Herschrijf alle regels van de onderstaande lijst als een genummerde opsomming zonder lege regels. Laat de afbeeldingen weg.

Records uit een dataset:
★ ★ ★ ★

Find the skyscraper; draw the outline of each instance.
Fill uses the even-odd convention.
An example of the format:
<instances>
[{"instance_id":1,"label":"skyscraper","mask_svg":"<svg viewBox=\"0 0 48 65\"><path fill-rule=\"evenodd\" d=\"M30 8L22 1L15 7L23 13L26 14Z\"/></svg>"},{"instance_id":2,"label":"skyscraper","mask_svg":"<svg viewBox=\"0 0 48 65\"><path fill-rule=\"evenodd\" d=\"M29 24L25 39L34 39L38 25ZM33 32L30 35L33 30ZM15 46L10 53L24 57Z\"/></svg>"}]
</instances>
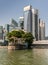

★ ★ ★ ★

# Oplossing
1. Find the skyscraper; draw the outline of each instance.
2. Fill uses the even-odd convention.
3. An example of the format:
4. <instances>
5. [{"instance_id":1,"label":"skyscraper","mask_svg":"<svg viewBox=\"0 0 48 65\"><path fill-rule=\"evenodd\" d=\"M30 8L22 1L15 7L23 13L26 14Z\"/></svg>"},{"instance_id":2,"label":"skyscraper","mask_svg":"<svg viewBox=\"0 0 48 65\"><path fill-rule=\"evenodd\" d=\"M29 24L25 39L34 39L38 25ZM33 32L30 35L33 30ZM15 46L10 53L24 57Z\"/></svg>"}]
6. </instances>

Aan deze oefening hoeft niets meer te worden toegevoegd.